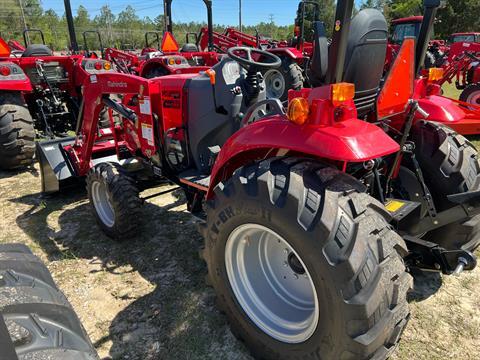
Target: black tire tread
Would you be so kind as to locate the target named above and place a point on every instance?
(372, 274)
(124, 195)
(39, 319)
(450, 165)
(17, 134)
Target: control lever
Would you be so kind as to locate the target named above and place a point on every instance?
(422, 112)
(212, 76)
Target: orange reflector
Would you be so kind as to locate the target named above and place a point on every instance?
(169, 44)
(5, 70)
(435, 74)
(342, 92)
(398, 87)
(4, 48)
(298, 111)
(211, 74)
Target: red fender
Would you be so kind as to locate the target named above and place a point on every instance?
(461, 117)
(351, 140)
(16, 81)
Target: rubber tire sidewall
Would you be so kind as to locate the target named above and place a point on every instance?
(307, 249)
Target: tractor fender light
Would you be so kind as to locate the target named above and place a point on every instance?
(212, 76)
(435, 74)
(5, 70)
(298, 111)
(342, 92)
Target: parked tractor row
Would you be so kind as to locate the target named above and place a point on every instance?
(314, 210)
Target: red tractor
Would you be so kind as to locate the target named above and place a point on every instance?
(40, 95)
(167, 58)
(312, 217)
(295, 54)
(464, 57)
(410, 26)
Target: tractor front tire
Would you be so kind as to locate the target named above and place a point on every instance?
(471, 94)
(449, 163)
(279, 81)
(114, 200)
(17, 134)
(304, 264)
(36, 320)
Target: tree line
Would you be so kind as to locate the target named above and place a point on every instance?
(126, 29)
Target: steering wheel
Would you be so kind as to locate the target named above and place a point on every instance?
(270, 61)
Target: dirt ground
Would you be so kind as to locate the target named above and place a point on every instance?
(146, 298)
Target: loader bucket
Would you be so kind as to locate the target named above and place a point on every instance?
(55, 167)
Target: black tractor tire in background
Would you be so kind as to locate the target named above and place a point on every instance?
(450, 165)
(471, 94)
(114, 200)
(340, 234)
(278, 81)
(36, 320)
(17, 133)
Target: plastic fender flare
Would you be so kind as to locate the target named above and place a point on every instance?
(351, 140)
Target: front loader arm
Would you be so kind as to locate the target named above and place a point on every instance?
(137, 131)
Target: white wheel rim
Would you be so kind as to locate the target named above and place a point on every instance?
(102, 203)
(271, 283)
(474, 98)
(274, 83)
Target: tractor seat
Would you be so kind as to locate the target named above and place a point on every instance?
(365, 57)
(37, 50)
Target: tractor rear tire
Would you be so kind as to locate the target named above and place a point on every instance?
(304, 263)
(279, 81)
(17, 134)
(450, 165)
(114, 200)
(36, 320)
(471, 94)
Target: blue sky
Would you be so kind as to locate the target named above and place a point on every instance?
(224, 11)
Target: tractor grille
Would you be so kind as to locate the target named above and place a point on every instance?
(54, 72)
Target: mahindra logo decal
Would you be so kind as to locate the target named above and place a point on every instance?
(115, 84)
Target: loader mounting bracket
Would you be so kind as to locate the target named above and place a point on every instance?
(429, 256)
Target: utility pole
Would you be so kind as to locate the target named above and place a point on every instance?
(24, 21)
(240, 15)
(71, 26)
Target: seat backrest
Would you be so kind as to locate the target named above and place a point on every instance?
(365, 57)
(37, 50)
(319, 63)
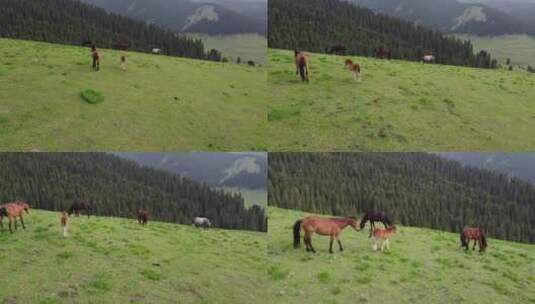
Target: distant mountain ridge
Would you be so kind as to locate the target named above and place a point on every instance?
(240, 170)
(190, 16)
(451, 16)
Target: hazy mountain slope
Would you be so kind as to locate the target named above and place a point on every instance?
(244, 170)
(451, 16)
(520, 165)
(185, 15)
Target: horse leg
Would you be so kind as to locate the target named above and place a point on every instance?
(340, 244)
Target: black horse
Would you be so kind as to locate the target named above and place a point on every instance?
(375, 217)
(336, 50)
(77, 207)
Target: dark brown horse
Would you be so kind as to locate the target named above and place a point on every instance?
(322, 226)
(77, 207)
(476, 234)
(373, 217)
(142, 216)
(302, 61)
(383, 53)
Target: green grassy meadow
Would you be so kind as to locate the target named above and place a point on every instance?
(112, 260)
(519, 48)
(422, 266)
(398, 106)
(159, 103)
(246, 46)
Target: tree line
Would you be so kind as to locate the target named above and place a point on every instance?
(76, 23)
(117, 187)
(317, 25)
(416, 189)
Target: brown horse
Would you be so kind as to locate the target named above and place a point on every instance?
(302, 62)
(354, 68)
(383, 235)
(142, 216)
(322, 226)
(475, 234)
(12, 211)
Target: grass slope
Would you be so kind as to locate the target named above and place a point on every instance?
(160, 103)
(112, 260)
(398, 106)
(519, 48)
(422, 266)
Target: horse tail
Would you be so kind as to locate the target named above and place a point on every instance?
(297, 233)
(302, 66)
(483, 238)
(463, 239)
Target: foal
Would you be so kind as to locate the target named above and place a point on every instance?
(65, 223)
(380, 234)
(354, 68)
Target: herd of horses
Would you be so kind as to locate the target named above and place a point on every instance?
(333, 227)
(302, 60)
(16, 209)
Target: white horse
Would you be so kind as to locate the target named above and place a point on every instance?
(202, 222)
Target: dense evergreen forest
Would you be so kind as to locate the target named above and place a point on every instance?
(73, 22)
(117, 187)
(317, 25)
(417, 189)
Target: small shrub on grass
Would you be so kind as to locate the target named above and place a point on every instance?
(151, 275)
(92, 96)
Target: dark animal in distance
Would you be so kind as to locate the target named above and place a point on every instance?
(142, 216)
(77, 207)
(373, 217)
(476, 234)
(302, 61)
(331, 227)
(336, 50)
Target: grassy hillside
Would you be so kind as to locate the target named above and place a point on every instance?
(398, 106)
(519, 48)
(159, 103)
(246, 46)
(111, 260)
(423, 266)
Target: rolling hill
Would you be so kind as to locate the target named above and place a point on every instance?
(422, 266)
(159, 103)
(192, 16)
(398, 106)
(451, 16)
(111, 260)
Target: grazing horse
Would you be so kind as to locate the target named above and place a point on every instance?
(336, 50)
(383, 53)
(12, 211)
(65, 223)
(322, 226)
(475, 234)
(77, 207)
(96, 58)
(302, 61)
(202, 222)
(354, 68)
(383, 235)
(142, 216)
(375, 217)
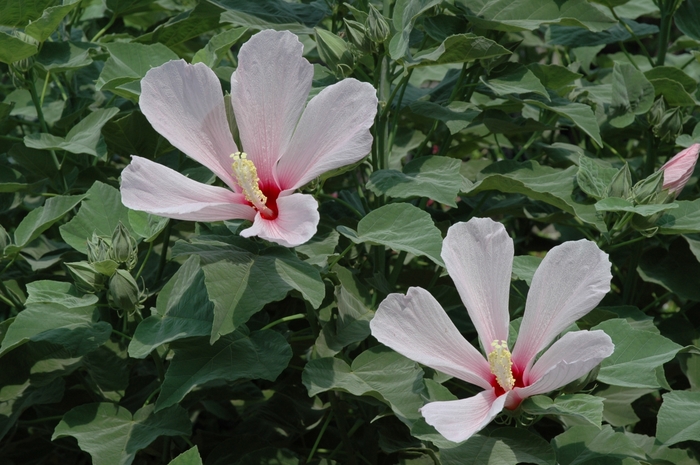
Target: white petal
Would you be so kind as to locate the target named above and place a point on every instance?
(268, 93)
(154, 188)
(458, 420)
(295, 224)
(333, 132)
(184, 103)
(479, 258)
(571, 280)
(416, 326)
(569, 358)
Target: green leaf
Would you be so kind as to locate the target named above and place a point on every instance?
(678, 419)
(580, 406)
(405, 14)
(56, 292)
(99, 213)
(15, 14)
(616, 204)
(580, 115)
(128, 62)
(459, 48)
(577, 37)
(514, 79)
(676, 269)
(258, 355)
(50, 18)
(40, 219)
(543, 183)
(13, 49)
(377, 372)
(399, 226)
(499, 447)
(233, 277)
(75, 329)
(187, 312)
(686, 16)
(217, 46)
(632, 94)
(594, 177)
(189, 457)
(589, 444)
(82, 138)
(638, 354)
(506, 15)
(436, 178)
(58, 57)
(112, 436)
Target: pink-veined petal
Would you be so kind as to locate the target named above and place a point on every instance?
(458, 420)
(417, 327)
(154, 188)
(677, 170)
(295, 224)
(268, 93)
(184, 103)
(333, 132)
(571, 280)
(478, 256)
(569, 358)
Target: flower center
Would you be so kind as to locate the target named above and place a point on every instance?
(500, 363)
(247, 177)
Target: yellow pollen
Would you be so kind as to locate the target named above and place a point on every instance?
(500, 363)
(247, 177)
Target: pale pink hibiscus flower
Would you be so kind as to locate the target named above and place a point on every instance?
(286, 142)
(570, 281)
(677, 170)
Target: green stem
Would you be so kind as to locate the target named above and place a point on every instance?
(320, 435)
(297, 316)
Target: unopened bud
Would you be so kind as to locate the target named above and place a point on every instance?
(86, 277)
(377, 26)
(621, 183)
(124, 248)
(334, 52)
(670, 126)
(677, 170)
(124, 293)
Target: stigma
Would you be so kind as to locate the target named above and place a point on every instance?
(247, 178)
(500, 364)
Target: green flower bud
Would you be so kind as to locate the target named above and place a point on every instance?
(86, 277)
(98, 249)
(124, 248)
(355, 32)
(377, 26)
(621, 183)
(656, 112)
(124, 294)
(334, 52)
(670, 126)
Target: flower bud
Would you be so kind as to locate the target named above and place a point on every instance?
(124, 248)
(86, 277)
(334, 52)
(621, 183)
(377, 26)
(656, 112)
(677, 170)
(123, 293)
(670, 126)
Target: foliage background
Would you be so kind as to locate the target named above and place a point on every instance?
(165, 340)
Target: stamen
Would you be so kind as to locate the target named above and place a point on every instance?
(247, 177)
(500, 363)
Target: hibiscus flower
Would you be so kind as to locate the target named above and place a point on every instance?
(570, 281)
(286, 143)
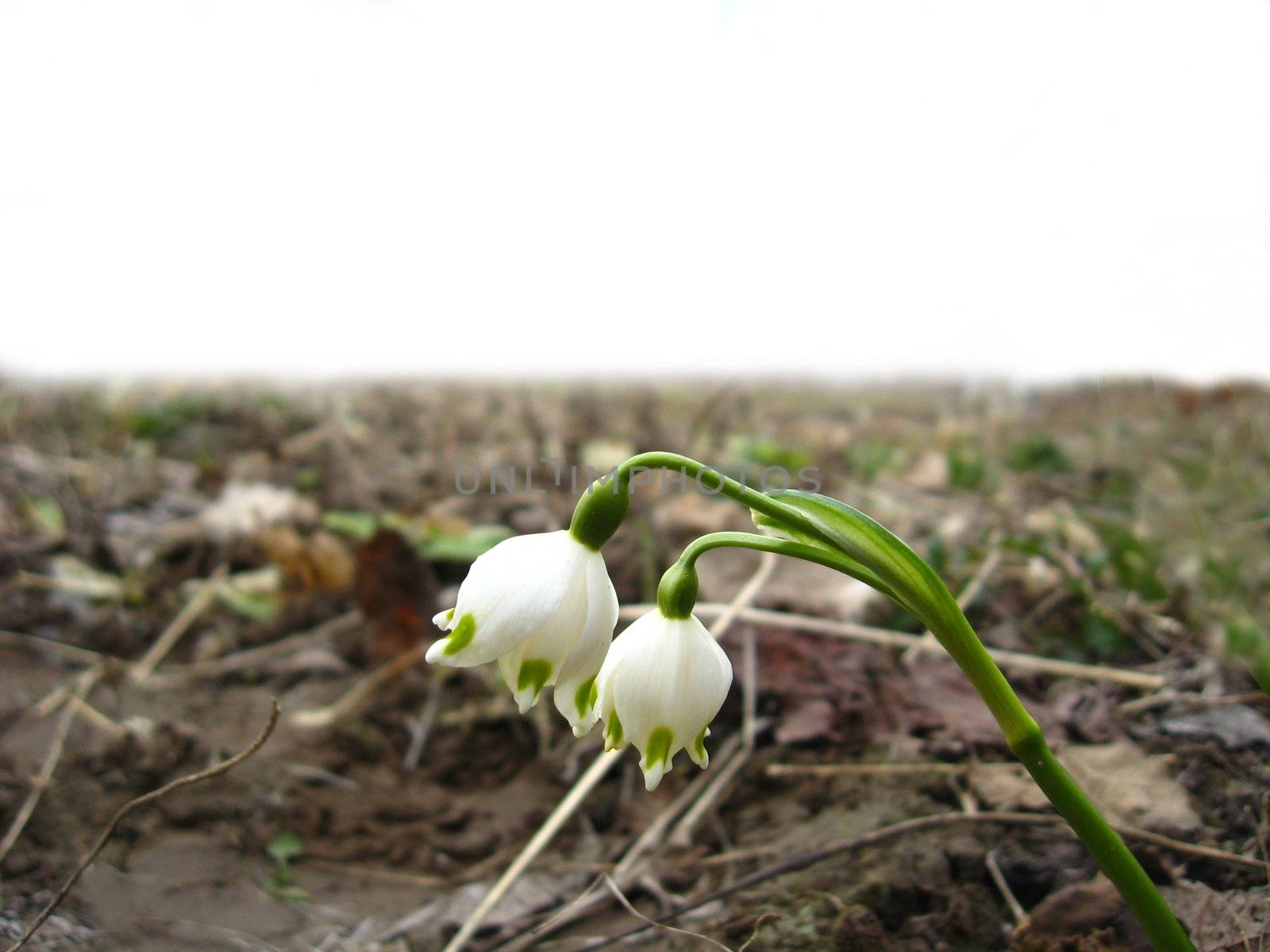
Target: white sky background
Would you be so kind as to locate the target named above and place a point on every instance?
(842, 190)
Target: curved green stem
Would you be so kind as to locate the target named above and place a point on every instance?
(714, 482)
(846, 539)
(787, 547)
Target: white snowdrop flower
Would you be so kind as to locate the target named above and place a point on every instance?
(544, 608)
(664, 682)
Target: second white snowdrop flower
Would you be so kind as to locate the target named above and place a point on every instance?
(664, 682)
(544, 608)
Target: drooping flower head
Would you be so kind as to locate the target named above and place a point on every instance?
(664, 682)
(544, 608)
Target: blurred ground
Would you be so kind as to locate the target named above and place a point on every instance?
(290, 543)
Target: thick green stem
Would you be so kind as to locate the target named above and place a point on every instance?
(865, 550)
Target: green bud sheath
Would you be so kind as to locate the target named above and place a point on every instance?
(601, 511)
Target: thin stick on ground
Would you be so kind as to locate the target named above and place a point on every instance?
(252, 658)
(935, 767)
(806, 858)
(83, 685)
(884, 638)
(929, 643)
(35, 643)
(626, 904)
(584, 785)
(537, 843)
(186, 617)
(360, 693)
(217, 770)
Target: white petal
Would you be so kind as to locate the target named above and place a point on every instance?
(664, 676)
(546, 651)
(511, 592)
(578, 673)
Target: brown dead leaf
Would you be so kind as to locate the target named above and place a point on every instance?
(395, 590)
(318, 562)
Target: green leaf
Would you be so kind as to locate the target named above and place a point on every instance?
(287, 892)
(967, 467)
(879, 558)
(46, 517)
(1039, 455)
(463, 546)
(355, 524)
(251, 605)
(762, 451)
(285, 847)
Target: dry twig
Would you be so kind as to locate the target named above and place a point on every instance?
(168, 639)
(884, 638)
(83, 685)
(583, 787)
(361, 692)
(810, 857)
(141, 801)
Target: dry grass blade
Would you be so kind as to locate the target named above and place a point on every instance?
(929, 643)
(625, 869)
(361, 692)
(884, 638)
(806, 858)
(254, 657)
(216, 771)
(186, 617)
(626, 904)
(537, 843)
(33, 643)
(83, 685)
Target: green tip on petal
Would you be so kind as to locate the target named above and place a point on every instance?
(614, 736)
(463, 635)
(533, 674)
(658, 749)
(698, 749)
(584, 698)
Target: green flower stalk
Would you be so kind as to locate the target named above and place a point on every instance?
(664, 678)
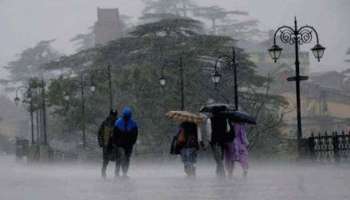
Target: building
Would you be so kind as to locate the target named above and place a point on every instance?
(108, 27)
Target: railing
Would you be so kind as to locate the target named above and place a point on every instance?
(334, 147)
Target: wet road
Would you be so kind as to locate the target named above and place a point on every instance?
(167, 182)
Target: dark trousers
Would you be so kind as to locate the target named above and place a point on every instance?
(106, 155)
(123, 155)
(218, 153)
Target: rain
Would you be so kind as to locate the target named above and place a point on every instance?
(174, 99)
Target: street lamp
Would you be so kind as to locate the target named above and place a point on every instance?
(275, 52)
(296, 36)
(17, 101)
(110, 90)
(162, 82)
(81, 82)
(216, 77)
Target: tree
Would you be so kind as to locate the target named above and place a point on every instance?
(139, 60)
(214, 13)
(30, 61)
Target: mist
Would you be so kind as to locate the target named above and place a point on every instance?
(24, 23)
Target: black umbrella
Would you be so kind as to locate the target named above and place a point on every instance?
(238, 116)
(216, 107)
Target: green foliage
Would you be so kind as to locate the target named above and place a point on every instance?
(30, 61)
(137, 63)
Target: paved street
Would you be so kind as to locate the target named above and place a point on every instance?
(149, 181)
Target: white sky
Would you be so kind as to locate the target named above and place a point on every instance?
(23, 23)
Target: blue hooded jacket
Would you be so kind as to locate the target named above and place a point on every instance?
(125, 129)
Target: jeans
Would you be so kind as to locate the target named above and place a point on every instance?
(218, 153)
(107, 152)
(123, 155)
(189, 158)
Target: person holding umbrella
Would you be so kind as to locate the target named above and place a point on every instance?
(237, 151)
(104, 137)
(219, 133)
(188, 139)
(228, 140)
(124, 138)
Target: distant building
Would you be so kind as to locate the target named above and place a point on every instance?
(108, 27)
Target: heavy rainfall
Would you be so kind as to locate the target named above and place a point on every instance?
(175, 99)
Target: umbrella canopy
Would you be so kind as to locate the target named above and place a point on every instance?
(239, 116)
(185, 116)
(217, 107)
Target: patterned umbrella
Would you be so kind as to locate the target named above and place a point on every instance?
(185, 116)
(216, 107)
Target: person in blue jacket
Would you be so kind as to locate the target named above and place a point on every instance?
(124, 138)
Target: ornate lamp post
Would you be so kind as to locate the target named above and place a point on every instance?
(31, 110)
(216, 77)
(296, 36)
(162, 82)
(82, 85)
(110, 91)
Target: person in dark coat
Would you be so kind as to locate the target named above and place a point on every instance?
(124, 138)
(191, 138)
(220, 134)
(104, 137)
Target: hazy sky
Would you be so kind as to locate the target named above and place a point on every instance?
(25, 22)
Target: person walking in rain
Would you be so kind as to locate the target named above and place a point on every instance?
(237, 150)
(220, 133)
(189, 140)
(124, 138)
(104, 137)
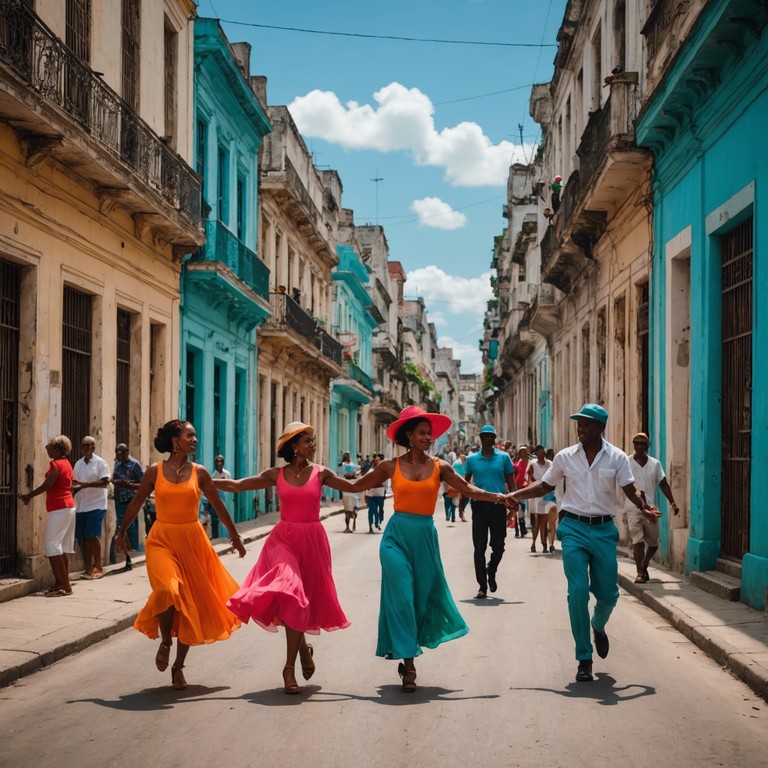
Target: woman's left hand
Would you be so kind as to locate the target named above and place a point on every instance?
(237, 543)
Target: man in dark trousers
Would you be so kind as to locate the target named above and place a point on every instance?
(491, 470)
(593, 469)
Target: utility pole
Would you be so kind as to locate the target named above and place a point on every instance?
(376, 181)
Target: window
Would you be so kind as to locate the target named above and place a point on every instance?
(223, 202)
(131, 36)
(170, 71)
(241, 212)
(77, 330)
(123, 382)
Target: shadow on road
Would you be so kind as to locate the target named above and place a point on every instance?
(603, 690)
(152, 699)
(388, 695)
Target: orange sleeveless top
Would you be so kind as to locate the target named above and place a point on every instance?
(418, 497)
(176, 502)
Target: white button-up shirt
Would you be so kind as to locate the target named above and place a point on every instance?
(90, 472)
(590, 490)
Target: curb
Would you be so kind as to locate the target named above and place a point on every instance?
(47, 657)
(728, 657)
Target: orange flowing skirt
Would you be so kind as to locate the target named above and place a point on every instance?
(185, 572)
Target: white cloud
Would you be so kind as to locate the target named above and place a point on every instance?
(403, 120)
(460, 297)
(434, 212)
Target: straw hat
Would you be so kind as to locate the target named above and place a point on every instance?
(293, 429)
(440, 424)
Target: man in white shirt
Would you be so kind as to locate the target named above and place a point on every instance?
(644, 532)
(593, 468)
(219, 473)
(89, 484)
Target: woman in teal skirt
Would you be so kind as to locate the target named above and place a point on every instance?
(416, 605)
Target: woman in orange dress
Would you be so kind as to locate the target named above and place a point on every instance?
(190, 586)
(416, 607)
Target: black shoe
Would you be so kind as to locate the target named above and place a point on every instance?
(584, 672)
(601, 643)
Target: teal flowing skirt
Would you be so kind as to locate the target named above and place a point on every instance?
(416, 606)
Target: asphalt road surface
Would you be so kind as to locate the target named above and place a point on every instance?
(504, 695)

PROBLEM DETAILS => The required output is the span of lines from the one containing "Target: man in white shirt" to the last line, reproduced character for character.

TASK RESPONSE =>
Target: man in white shirt
Would you be so kind as to locate the target named above and place a point on every instance?
(644, 532)
(593, 468)
(219, 473)
(89, 484)
Target: woman in teal skirt
Would you be so kind as to locate the target named above and place a point on every instance?
(416, 605)
Target: woman in orange dress
Would you be so kind as to locate the target named above and place a point on every instance?
(190, 586)
(416, 607)
Target: black shoe
Would you be so kind as to locate the target named above and place a point on every instance?
(584, 672)
(601, 643)
Target: teal flowing skirt
Would you be so kind as to locate the target named above and place a point on every instance?
(416, 606)
Target: asphalt road surface
Would you be so kind as to locate the target named above and place a point on every instance?
(504, 695)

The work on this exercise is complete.